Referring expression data

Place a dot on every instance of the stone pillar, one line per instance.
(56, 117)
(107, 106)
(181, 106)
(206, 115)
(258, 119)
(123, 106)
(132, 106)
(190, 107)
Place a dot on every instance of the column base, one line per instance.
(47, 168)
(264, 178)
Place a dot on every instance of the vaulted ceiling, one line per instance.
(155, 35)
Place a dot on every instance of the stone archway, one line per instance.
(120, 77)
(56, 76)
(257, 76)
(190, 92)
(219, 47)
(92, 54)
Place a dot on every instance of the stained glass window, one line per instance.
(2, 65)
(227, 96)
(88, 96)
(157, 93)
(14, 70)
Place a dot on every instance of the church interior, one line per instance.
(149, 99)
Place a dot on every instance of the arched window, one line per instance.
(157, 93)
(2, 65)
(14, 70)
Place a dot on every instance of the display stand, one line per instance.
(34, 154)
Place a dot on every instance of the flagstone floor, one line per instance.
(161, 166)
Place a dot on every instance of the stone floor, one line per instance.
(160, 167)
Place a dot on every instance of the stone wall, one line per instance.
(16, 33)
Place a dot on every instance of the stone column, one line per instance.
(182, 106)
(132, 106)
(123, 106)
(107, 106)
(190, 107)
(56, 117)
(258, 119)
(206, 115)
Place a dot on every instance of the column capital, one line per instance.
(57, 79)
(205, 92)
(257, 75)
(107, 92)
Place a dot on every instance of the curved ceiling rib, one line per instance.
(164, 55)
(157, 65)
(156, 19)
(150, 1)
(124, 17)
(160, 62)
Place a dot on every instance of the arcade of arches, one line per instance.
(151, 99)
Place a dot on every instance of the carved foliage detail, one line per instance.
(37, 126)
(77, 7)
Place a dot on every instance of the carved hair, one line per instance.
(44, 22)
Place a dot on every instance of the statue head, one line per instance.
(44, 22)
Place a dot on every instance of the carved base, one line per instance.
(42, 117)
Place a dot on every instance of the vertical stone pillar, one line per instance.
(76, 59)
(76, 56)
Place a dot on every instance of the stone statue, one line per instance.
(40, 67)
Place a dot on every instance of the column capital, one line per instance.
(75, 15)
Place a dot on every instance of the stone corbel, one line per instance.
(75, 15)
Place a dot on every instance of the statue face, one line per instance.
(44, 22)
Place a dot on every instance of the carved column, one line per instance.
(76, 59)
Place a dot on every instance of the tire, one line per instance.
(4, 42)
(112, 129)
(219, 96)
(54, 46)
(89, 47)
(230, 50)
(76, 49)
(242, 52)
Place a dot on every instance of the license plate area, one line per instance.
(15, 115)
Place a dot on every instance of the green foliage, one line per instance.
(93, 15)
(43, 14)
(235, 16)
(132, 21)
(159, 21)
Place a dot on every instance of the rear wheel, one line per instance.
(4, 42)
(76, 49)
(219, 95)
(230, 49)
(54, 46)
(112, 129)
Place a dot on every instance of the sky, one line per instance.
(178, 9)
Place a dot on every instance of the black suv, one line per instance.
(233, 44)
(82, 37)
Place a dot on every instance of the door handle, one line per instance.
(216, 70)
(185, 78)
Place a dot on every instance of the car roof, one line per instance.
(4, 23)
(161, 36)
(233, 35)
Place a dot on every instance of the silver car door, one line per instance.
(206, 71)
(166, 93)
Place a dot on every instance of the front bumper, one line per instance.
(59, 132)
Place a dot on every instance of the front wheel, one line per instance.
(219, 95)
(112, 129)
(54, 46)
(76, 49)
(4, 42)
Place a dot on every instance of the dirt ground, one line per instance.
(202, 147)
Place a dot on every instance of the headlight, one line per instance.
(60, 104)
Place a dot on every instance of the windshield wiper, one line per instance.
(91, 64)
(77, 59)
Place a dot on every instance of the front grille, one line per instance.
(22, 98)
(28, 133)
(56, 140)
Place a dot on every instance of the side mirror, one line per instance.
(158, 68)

What the task requires -> Could I ask you to return the records exactly and in full?

Finished exercise ->
Place a dot on every instance of the stone pillar, one line per instance.
(56, 117)
(107, 106)
(181, 106)
(206, 115)
(258, 119)
(123, 106)
(132, 106)
(190, 107)
Place a dot on every instance of the column base, one line per instance.
(47, 168)
(264, 178)
Place a dot on every instance of the vaulted ceiling, one line per instance.
(155, 35)
Place a dot on every instance of the stone archway, one line per instance.
(120, 77)
(56, 76)
(257, 76)
(190, 92)
(219, 47)
(92, 54)
Place a dot on every instance of the stained glass window, one line per instance.
(2, 65)
(227, 96)
(88, 96)
(157, 93)
(14, 70)
Place a dot on every instance of the church interior, one line per instance.
(149, 99)
Place a dot on every instance of the arched window, one line per instance.
(157, 93)
(2, 65)
(14, 70)
Place a dot on every instance of the display stand, one line per instance.
(34, 154)
Place a dot on every instance of the flagstone floor, one line per instance.
(161, 166)
Place a dot on every instance of the stone floor, one line per instance.
(160, 167)
Place a dot on every instance of the stone wall, one line per instance.
(16, 33)
Place a dot on every instance of the stone column, one line per instance.
(182, 106)
(132, 106)
(123, 106)
(107, 106)
(190, 107)
(56, 117)
(258, 119)
(206, 115)
Place a dot on every instance of the column capital, one line per instance.
(57, 79)
(205, 92)
(257, 75)
(107, 92)
Place a dot on every instance of the curved ceiling rib, one line per instance.
(164, 55)
(157, 65)
(156, 19)
(150, 1)
(124, 17)
(160, 62)
Place a dot on every instance of the arcade of arches, one line per instance.
(151, 99)
Place a dot on every instance of the carved foliage detail, one line per instance.
(37, 126)
(77, 7)
Place a dot on every instance of the carved hair, one line per instance.
(44, 22)
Place a dot on every instance of the statue head, one line per instance.
(44, 22)
Place a dot on every instance of the carved base, one line per instance.
(42, 117)
Place a dot on every instance of the vertical stone pillar, one line per instance.
(76, 59)
(76, 56)
Place a dot on every instance of the stone statue, one line per instance.
(40, 67)
Place a dot on every instance of the column capital, one line per instance.
(75, 15)
Place a dot on every instance of the stone corbel, one line per instance.
(75, 15)
Place a dot on every instance of the statue face, one line per instance.
(44, 22)
Place a dot on every instance of the carved column, one line per instance.
(76, 59)
Place a dot on every instance of the tire, one line per instance.
(4, 42)
(112, 129)
(219, 96)
(54, 46)
(89, 47)
(230, 50)
(76, 49)
(242, 52)
Place a dot on every instance of the license plate area, one line per instance.
(15, 115)
Place a dot on every instance of the green foliage, one line per instance.
(93, 15)
(43, 14)
(235, 16)
(132, 21)
(159, 21)
Place a dot on every instance of the rear wheel, one line per instance.
(4, 42)
(76, 49)
(219, 95)
(230, 49)
(54, 46)
(112, 129)
Place a dot on every instance of the sky, one line per instance.
(178, 9)
Place a dot on every instance of the black suv, one line per instance.
(233, 44)
(82, 37)
Place a dot on every instance of the door handle, one line per instance.
(216, 70)
(185, 78)
Place a dot on every instance of the car roof, one line per instance.
(4, 23)
(161, 36)
(233, 35)
Place a dot on every instance of the silver car door, one line per instance.
(206, 71)
(166, 93)
Place a dot on every instance of the front bumper, one line per instance.
(59, 132)
Place a dot on every instance of the front wheel, one line per instance.
(219, 95)
(112, 129)
(54, 46)
(76, 49)
(4, 42)
Place a dot on every instance of the dirt ground, one line per instance.
(202, 147)
Place a dot on every instance of the headlight, one line per instance.
(60, 104)
Place a dot on every instance of the windshield wiper, one line per instance.
(91, 64)
(77, 59)
Place a dot on every instance of the front grille, one line per instance.
(22, 98)
(28, 133)
(56, 140)
Place a dot on every instance of the side mirror, one line per instance.
(158, 68)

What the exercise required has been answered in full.